DOCUMENT SEGMENT:
International Copyright: Principles, Law, and Practice

By Paul Goldstein | Go to book overview

A13.
INTERNATIONAL CONVENTION FOR THE PROTECTION OF
PERFORMERS, PRODUCERS OF PHONOGRAMS AND
BROADCASTING ORGANISATIONS [ROME CONVENTION]
[Done at Rome on October 26, 1961]The Contracting States, moved by the desire to protect the rights of performers, producers of phonograms, and broadcasting organisations,Have agreed as follows:
ARTICLE 1
Protection granted under this Convention shall leave intact and shall in no way affect the protection of copyright in literary and artistic works. Consequently, no provision of this Convention may be interpreted as prejudicing such protection.
ARTICLE 2
1. For the purposes of this Convention, national treatment shall mean the treatment accorded by the domestic law of the Contracting State in which protection is claimed:
a. to performers who are its nationals, as regards performances taking place, broadcast, or first fixed, on its territory;
b. to producers of phonograms who are its nationals, as regards phonograms first fixed or first published on its territory;
c. to broadcasting organisations which have their headquarters on its territory, as regards broadcasts transmitted from transmitters situated on its territory.

SHORT PROBLEM:
Name every group whose rights the Contracting States seek to protect, according to the preamble of the Rome Convention excerpt.

DATASET EXTRACT:
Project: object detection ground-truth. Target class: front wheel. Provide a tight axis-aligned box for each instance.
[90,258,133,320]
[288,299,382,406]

THE SOLUTION:
Performers, producers of phonograms, broadcasting organisations